Text provided:
◆ ◆ ◆ ◆ ◆ ◆ ◆
Momen said the Bangladesh ambassador in Tripoli has already sent mission officials to Tunisia for looking after the matter. “It’s not possible to say the exact number of the dead right now. What we came to know is that the rescue operation is still going on,” he said.

The foreign minister said Bangladesh embassy in Libya is keeping contact with the Red Crescent in Tunisia. Currently, Momen said, Bangladesh is not sending any workers to war-torn Libya. “These Bangladeshi nationals had probably entered Libya via any of the Middle Eastern countries with the help of human traffickers,” he added.

Noting that these types of tragic incidents have been continuing since long, the minister said, “I don’t know how to stop it.”

Momen laid emphasis on taking coordinated efforts involving all relevant ministries and immigration police so that no Bangladeshi national can cross the country’s border with the intention of illegal migration.
◆ ◆ ◆ ◆ ◆ ◆ ◆
Given information:
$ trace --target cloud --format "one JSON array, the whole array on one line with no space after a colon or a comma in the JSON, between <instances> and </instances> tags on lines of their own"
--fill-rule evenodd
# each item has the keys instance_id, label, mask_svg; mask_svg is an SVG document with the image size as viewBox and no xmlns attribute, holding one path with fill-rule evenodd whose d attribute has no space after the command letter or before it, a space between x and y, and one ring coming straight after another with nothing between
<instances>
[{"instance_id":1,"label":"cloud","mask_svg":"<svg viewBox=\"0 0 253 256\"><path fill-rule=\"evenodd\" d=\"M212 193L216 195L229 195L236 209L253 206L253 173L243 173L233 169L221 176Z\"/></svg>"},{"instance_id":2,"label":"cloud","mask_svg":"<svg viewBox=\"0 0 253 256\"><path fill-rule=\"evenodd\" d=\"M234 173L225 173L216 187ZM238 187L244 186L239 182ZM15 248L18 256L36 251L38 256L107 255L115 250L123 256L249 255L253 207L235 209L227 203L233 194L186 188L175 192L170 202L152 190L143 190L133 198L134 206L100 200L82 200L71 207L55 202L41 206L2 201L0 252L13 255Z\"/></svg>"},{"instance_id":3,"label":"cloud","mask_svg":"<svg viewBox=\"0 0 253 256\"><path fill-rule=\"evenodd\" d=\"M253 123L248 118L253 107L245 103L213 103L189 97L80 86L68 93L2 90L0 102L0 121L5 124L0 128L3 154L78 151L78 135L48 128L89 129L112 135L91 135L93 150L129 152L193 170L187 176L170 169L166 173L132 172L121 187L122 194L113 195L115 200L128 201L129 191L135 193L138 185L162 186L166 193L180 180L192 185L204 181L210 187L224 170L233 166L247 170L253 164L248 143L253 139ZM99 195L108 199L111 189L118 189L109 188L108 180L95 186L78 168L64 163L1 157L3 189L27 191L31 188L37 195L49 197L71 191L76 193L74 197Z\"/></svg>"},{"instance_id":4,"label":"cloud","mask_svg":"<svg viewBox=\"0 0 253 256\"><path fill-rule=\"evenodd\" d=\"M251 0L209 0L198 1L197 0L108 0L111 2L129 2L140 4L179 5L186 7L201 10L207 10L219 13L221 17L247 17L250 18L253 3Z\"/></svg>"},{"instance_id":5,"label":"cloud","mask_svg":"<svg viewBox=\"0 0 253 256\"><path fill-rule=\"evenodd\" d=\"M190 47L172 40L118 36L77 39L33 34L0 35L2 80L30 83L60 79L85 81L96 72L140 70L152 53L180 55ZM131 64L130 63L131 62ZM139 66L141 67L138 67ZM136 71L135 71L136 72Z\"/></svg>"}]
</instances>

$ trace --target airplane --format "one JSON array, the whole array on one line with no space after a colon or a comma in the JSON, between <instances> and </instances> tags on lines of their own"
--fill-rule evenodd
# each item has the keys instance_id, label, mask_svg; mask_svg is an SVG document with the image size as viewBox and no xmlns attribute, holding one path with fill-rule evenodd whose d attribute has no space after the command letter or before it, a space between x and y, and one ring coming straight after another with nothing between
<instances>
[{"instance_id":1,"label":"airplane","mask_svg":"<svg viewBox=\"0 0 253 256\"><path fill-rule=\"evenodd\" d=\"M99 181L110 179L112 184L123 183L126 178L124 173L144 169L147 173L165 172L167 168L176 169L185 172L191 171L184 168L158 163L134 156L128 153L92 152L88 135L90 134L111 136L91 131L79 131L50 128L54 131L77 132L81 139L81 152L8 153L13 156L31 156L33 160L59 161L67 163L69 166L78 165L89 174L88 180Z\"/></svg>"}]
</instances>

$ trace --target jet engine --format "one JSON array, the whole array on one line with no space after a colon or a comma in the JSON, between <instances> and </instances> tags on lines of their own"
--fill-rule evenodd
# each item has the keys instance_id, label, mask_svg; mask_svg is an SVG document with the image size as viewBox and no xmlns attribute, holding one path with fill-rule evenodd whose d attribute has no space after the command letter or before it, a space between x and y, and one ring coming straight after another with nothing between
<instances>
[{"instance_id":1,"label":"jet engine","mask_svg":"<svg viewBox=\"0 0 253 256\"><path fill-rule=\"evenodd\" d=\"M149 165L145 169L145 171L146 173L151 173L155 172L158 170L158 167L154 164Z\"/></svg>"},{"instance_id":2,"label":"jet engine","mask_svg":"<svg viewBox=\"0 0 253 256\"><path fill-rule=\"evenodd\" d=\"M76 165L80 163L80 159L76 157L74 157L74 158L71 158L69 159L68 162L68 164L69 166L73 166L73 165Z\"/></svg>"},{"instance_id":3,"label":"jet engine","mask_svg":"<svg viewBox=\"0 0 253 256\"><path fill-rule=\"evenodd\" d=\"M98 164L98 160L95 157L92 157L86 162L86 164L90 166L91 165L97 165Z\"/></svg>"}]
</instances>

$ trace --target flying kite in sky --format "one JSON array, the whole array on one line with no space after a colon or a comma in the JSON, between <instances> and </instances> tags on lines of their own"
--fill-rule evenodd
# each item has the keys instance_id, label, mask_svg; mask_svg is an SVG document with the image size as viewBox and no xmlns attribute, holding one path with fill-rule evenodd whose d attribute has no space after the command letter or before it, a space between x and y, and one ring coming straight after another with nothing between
◆ ◆ ◆ ◆ ◆ ◆ ◆
Stated exercise 1: Please copy out the passage on Bangladeshi migrants, starting with "Momen laid emphasis" and going on through "of illegal migration.", and swap "relevant ministries" for "concerned ministries".
Stated exercise 2: Carry on the news passage about Bangladeshi migrants from the point where it stops.

Final result 1:
Momen laid emphasis on taking coordinated efforts involving all concerned ministries and immigration police so that no Bangladeshi national can cross the country’s border with the intention of illegal migration.

Final result 2:
Quoting the Tunisian Red Crescent, AFP reported that around 60 migrants, most of them from Bangladesh, have died after their boat capsized in the Mediterranean Sea when it left Libya for Italy.

Survivors told the Red Crescent that the tragedy unfolded after some 75 people who had left Zuwara on the northwestern Libyan coast late Thursday on a large boat were transferred to a smaller one that sank off Tunisia.

Survivors said the boat was heading to Italy and had on board only men, 51 from Bangladesh, as well as three Egyptians, several Moroccans, Chadians and other Africans, AFP reported.